**Exercise requirements:**
**a)** Translate this sentence from the devotional excerpt into Spanish: "My overzealous self-analysis never brought the peace I longed for."
**b)** From the devotional excerpt, transcribe the passage that begins at the words "Powerful church services" and stops after "Spirit was born.".

Powerful church services and sweet altar times. Ah, I felt secure in His love. Real life and less-than-sweet responses? I felt lost and all alone. Unfortunately, all I got from constantly questioning God's love was a fearful heart and a pile of torn, wilted petals. My overzealous self-analysis never brought the peace I longed for. Because the peace you and I were created for doesn't come from picking daisies. It only comes from a living relationship with a loving God.
The Tale of the Third Follower
I never planned on writing a trilogy about Mary, Martha, and Lazarus, the siblings from Bethany that we meet in Luke's and John's gospels. In fact, when I wrote Having a Mary Heart in a Martha World, I was fairly certain it was the one and only book to be found in those verses. But God surprised me six years later, and Having a Mary Spirit was born.
The thought that there might be a third book never crossed my mind until I shared an interesting premise with a few friends who are writers. It was a teachingpoint I'd hoped to fit into Having a Mary Spirit but never quite found room.
"We all know Jesus loved Mary," I told my friends. "After all, look how she worshiped. And we can even understand how Jesus loved Martha. Look how she served. But what about those of us who don't know where we fit in the heart of God?" The question hung in the air before I continued. "The only thing of significance that Lazarus did was die. And yet when Mary and Martha sent word to Jesus that Lazarus was ill, they said, ‘Lord, the one you love is sick.' "

**Provided material:**
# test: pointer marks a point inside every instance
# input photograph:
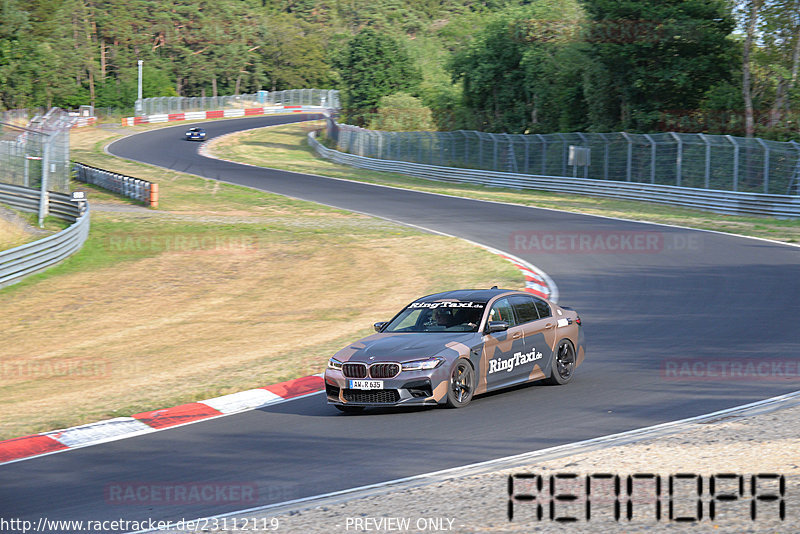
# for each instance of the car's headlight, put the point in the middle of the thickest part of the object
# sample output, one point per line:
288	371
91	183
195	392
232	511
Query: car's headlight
423	365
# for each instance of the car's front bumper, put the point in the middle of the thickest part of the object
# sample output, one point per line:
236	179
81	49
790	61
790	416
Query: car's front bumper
407	388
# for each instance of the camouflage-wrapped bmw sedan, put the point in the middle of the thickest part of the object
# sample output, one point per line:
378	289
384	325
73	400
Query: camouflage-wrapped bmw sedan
446	348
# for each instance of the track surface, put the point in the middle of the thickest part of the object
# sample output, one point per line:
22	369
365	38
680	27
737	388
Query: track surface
719	297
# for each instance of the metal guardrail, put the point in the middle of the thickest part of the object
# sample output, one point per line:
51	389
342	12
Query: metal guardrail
292	97
738	203
693	160
127	186
19	262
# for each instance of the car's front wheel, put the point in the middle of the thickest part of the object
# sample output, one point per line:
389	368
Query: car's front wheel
462	385
563	367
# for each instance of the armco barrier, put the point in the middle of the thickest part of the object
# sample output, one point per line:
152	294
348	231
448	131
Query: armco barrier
220	113
27	259
126	186
738	203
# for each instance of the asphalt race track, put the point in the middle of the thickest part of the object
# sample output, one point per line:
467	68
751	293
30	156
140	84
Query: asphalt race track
690	296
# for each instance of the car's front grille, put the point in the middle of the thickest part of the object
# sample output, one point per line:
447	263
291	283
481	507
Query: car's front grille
354	370
383	396
331	390
384	370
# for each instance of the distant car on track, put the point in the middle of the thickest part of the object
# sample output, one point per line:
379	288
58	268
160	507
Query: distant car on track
195	134
447	347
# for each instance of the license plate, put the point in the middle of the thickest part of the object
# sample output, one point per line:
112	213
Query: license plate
366	384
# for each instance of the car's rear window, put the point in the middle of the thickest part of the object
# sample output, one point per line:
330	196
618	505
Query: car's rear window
449	316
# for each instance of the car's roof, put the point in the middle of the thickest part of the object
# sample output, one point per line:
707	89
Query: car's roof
475	295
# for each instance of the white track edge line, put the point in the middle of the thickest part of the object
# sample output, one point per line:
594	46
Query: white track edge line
151	430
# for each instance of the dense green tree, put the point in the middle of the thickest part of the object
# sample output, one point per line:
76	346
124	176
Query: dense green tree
524	71
649	57
402	112
374	65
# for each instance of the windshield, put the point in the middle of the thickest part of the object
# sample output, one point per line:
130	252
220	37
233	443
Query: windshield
451	316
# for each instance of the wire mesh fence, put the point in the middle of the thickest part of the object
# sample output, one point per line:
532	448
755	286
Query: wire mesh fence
37	152
292	97
720	162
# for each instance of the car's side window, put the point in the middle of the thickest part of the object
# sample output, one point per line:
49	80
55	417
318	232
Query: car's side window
543	307
525	307
501	311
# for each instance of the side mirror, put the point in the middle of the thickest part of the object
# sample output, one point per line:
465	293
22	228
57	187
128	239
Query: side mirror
497	326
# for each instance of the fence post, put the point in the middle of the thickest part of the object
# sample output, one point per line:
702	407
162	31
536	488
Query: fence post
495	150
652	158
735	161
585	142
679	160
629	166
708	159
564	154
526	139
796	178
544	153
43	196
766	163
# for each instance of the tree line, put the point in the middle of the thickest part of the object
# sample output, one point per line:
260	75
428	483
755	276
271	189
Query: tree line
517	66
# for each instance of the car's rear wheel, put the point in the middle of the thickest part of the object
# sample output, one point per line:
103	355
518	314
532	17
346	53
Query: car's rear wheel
563	367
349	409
462	385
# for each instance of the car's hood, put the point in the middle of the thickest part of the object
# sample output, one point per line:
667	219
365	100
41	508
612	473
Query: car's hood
404	347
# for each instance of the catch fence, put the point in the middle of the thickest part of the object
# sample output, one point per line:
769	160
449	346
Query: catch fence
293	97
700	161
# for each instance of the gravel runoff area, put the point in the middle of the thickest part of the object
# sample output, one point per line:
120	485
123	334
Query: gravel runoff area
760	440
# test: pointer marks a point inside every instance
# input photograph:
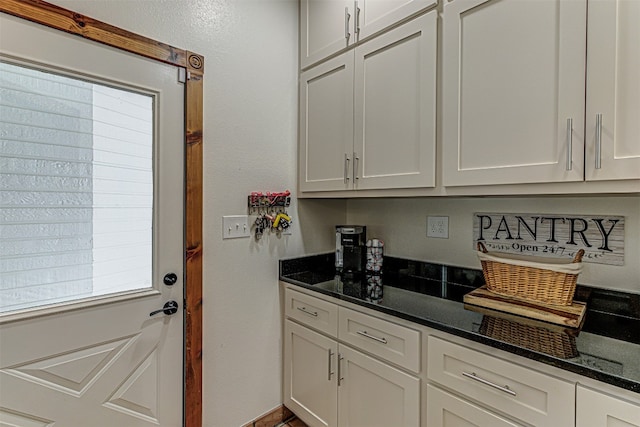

**Results in order:**
**a)** Mi excesivo autoanálisis nunca me trajo la paz que anhelaba.

**b)**
Powerful church services and sweet altar times. Ah, I felt secure in His love. Real life and less-than-sweet responses? I felt lost and all alone. Unfortunately, all I got from constantly questioning God's love was a fearful heart and a pile of torn, wilted petals. My overzealous self-analysis never brought the peace I longed for. Because the peace you and I were created for doesn't come from picking daisies. It only comes from a living relationship with a loving God.
The Tale of the Third Follower
I never planned on writing a trilogy about Mary, Martha, and Lazarus, the siblings from Bethany that we meet in Luke's and John's gospels. In fact, when I wrote Having a Mary Heart in a Martha World, I was fairly certain it was the one and only book to be found in those verses. But God surprised me six years later, and Having a Mary Spirit was born.